- _What this task involves_: An exact copy of the listing below is required.

- _Record excerpts_:

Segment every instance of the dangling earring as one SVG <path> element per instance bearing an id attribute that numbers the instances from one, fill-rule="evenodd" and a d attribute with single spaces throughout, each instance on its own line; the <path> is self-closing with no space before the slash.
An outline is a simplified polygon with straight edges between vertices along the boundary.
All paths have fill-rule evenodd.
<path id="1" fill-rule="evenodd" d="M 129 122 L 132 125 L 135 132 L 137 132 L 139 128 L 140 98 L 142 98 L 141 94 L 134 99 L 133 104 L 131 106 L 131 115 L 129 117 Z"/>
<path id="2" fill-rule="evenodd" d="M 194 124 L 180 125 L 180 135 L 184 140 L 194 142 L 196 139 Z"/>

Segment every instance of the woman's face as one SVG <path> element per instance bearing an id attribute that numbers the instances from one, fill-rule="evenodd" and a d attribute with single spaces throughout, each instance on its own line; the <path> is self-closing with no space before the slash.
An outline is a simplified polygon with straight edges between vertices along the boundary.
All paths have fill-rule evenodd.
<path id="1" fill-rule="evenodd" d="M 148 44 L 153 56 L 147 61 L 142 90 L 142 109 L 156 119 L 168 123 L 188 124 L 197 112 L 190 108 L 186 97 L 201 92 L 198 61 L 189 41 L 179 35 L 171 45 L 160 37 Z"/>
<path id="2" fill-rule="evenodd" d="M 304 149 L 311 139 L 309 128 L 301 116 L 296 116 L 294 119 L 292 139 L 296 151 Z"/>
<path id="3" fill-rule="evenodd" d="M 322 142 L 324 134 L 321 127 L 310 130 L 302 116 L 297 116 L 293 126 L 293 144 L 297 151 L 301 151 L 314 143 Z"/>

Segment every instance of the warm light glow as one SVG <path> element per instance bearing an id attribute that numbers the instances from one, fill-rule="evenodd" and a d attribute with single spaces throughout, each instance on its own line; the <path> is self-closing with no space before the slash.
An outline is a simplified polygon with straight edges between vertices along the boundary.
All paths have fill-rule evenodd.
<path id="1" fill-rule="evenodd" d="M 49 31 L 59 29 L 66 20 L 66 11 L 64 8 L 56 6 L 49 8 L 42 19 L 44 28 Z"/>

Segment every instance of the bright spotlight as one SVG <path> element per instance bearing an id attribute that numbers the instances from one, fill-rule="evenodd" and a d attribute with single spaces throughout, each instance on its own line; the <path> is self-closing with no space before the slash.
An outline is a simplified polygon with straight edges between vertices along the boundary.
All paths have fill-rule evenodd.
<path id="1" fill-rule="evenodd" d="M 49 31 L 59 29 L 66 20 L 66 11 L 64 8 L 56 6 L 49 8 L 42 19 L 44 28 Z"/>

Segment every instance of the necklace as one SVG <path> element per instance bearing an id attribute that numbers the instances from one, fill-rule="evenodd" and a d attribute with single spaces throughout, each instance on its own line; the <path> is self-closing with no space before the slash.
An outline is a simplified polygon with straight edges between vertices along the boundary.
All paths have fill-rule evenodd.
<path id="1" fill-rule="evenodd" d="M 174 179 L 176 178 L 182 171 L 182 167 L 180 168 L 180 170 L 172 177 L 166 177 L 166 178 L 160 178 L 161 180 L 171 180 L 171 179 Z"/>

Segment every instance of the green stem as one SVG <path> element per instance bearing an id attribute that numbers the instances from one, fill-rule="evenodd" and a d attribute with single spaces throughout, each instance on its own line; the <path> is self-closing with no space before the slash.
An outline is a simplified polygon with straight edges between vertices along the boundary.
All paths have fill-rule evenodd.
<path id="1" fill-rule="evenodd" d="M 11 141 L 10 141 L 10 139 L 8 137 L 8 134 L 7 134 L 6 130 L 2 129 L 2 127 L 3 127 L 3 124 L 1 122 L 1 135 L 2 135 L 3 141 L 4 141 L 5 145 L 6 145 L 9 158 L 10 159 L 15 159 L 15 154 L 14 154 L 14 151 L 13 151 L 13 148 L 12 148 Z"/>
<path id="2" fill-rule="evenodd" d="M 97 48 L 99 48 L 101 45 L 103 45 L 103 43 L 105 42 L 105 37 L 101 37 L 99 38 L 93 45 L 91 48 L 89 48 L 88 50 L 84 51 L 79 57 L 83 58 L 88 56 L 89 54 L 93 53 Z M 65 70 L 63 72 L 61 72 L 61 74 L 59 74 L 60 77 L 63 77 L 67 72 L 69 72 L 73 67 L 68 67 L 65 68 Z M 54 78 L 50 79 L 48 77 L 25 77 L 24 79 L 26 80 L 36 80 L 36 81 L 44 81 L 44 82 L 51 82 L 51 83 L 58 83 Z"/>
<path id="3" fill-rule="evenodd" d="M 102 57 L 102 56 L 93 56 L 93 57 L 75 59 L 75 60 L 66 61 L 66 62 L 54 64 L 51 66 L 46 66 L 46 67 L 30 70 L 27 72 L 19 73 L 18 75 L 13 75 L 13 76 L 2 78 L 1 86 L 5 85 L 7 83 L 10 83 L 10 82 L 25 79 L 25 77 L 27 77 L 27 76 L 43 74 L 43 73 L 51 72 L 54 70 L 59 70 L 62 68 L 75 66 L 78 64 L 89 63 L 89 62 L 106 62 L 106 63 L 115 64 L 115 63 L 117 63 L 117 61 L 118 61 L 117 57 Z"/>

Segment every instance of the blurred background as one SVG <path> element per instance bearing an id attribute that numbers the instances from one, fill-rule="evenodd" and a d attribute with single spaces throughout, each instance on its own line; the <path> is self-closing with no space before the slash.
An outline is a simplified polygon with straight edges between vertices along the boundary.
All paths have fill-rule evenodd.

- _Task solution_:
Segment every instance of the dangling earring as one SVG <path> element per instance bearing an id attribute that numbers the instances from one, fill-rule="evenodd" and a d attribute with single spaces throughout, each instance on its own line; the <path> is self-closing with no space before the slash.
An outline is a simplified polygon with straight edges between vertices along the boundary.
All paths have fill-rule evenodd.
<path id="1" fill-rule="evenodd" d="M 129 122 L 132 125 L 135 132 L 137 132 L 139 128 L 140 98 L 142 98 L 141 94 L 134 99 L 133 104 L 131 106 L 131 115 L 129 117 Z"/>
<path id="2" fill-rule="evenodd" d="M 194 124 L 180 125 L 180 135 L 184 140 L 194 142 L 196 139 Z"/>

Segment every instance of the woman's face as one SVG <path> element per instance bearing an id attribute that numbers the instances from one, fill-rule="evenodd" and a d attribute with single spaces throughout, each instance on its own line; the <path> is self-closing with no space before the slash.
An outline is a simplified polygon with straight edges between vertices along the boundary.
All paths have fill-rule evenodd.
<path id="1" fill-rule="evenodd" d="M 148 44 L 153 56 L 147 61 L 142 90 L 142 109 L 156 119 L 168 123 L 188 124 L 197 112 L 190 108 L 186 97 L 201 92 L 198 61 L 189 41 L 179 35 L 171 45 L 160 37 Z"/>
<path id="2" fill-rule="evenodd" d="M 304 149 L 311 139 L 309 128 L 301 116 L 296 116 L 294 119 L 292 139 L 296 151 Z"/>
<path id="3" fill-rule="evenodd" d="M 322 142 L 324 134 L 321 127 L 310 130 L 302 116 L 297 116 L 293 126 L 293 144 L 297 151 L 301 151 L 314 143 Z"/>

Segment every instance of the warm light glow as one SVG <path> element per instance bearing an id attribute that numbers the instances from one, fill-rule="evenodd" and a d attribute with single spaces throughout, each instance on its own line; the <path> is self-closing with no space before the slash.
An outline is a simplified polygon with straight edges between vertices along the boundary.
All paths have fill-rule evenodd.
<path id="1" fill-rule="evenodd" d="M 49 31 L 59 29 L 66 20 L 66 11 L 64 8 L 56 6 L 49 8 L 42 19 L 44 28 Z"/>

Segment every instance of the bright spotlight as one SVG <path> element per instance bearing an id attribute that numbers the instances from one, fill-rule="evenodd" and a d attribute with single spaces throughout, each instance on its own line; the <path> is self-closing with no space before the slash.
An outline is a simplified polygon with straight edges between vertices along the boundary.
All paths have fill-rule evenodd.
<path id="1" fill-rule="evenodd" d="M 49 31 L 59 29 L 66 20 L 66 11 L 64 8 L 56 6 L 49 8 L 42 19 L 44 28 Z"/>

Segment every instance of the necklace as one SVG <path> element per instance bearing an id attribute that numbers the instances from one, fill-rule="evenodd" and a d attribute with single spaces throughout, each instance on its own line; the <path> is self-closing with no space before the slash.
An outline is a simplified polygon with straight edges between vertices along the boundary.
All paths have fill-rule evenodd.
<path id="1" fill-rule="evenodd" d="M 174 179 L 176 178 L 182 171 L 182 167 L 180 168 L 180 170 L 172 177 L 166 177 L 166 178 L 160 178 L 161 180 L 171 180 L 171 179 Z"/>

Segment every instance of the green stem as one SVG <path> element per instance bearing an id attribute that numbers the instances from one, fill-rule="evenodd" and a d attribute with single spaces throughout, each instance on its own line; the <path> is self-closing with no space before the slash.
An outline is a simplified polygon with straight edges between vertices along the boundary.
All paths have fill-rule evenodd.
<path id="1" fill-rule="evenodd" d="M 11 141 L 10 141 L 10 139 L 8 137 L 8 134 L 7 134 L 6 130 L 2 129 L 2 127 L 3 127 L 3 124 L 1 122 L 1 135 L 2 135 L 3 141 L 4 141 L 5 145 L 6 145 L 9 158 L 10 159 L 15 159 L 15 154 L 14 154 L 14 151 L 13 151 L 13 148 L 12 148 Z"/>
<path id="2" fill-rule="evenodd" d="M 97 48 L 99 48 L 101 45 L 103 45 L 103 43 L 105 42 L 105 37 L 101 37 L 99 38 L 93 45 L 91 48 L 89 48 L 88 50 L 84 51 L 79 57 L 83 58 L 88 56 L 89 54 L 93 53 Z M 65 70 L 63 72 L 61 72 L 61 74 L 59 74 L 60 77 L 63 77 L 67 72 L 69 72 L 73 67 L 68 67 L 65 68 Z M 54 78 L 50 79 L 48 77 L 25 77 L 24 79 L 26 80 L 36 80 L 36 81 L 44 81 L 44 82 L 51 82 L 51 83 L 58 83 Z"/>
<path id="3" fill-rule="evenodd" d="M 102 57 L 102 56 L 93 56 L 93 57 L 75 59 L 75 60 L 66 61 L 66 62 L 54 64 L 51 66 L 46 66 L 46 67 L 30 70 L 27 72 L 19 73 L 18 75 L 13 75 L 13 76 L 2 78 L 1 86 L 5 85 L 7 83 L 10 83 L 10 82 L 25 79 L 25 77 L 27 77 L 27 76 L 43 74 L 43 73 L 51 72 L 54 70 L 59 70 L 62 68 L 75 66 L 78 64 L 89 63 L 89 62 L 106 62 L 106 63 L 115 64 L 115 63 L 117 63 L 117 61 L 118 61 L 117 57 Z"/>

Segment every instance of the blurred background as one SVG <path> element per instance bearing an id attribute that numbers the instances from one, fill-rule="evenodd" and a d attribute with single spaces throughout, each instance on its own line; the <path> is self-closing with no space before the slash.
An outline is a simplified polygon with straight edges between vertices along the boundary.
All paths have fill-rule evenodd.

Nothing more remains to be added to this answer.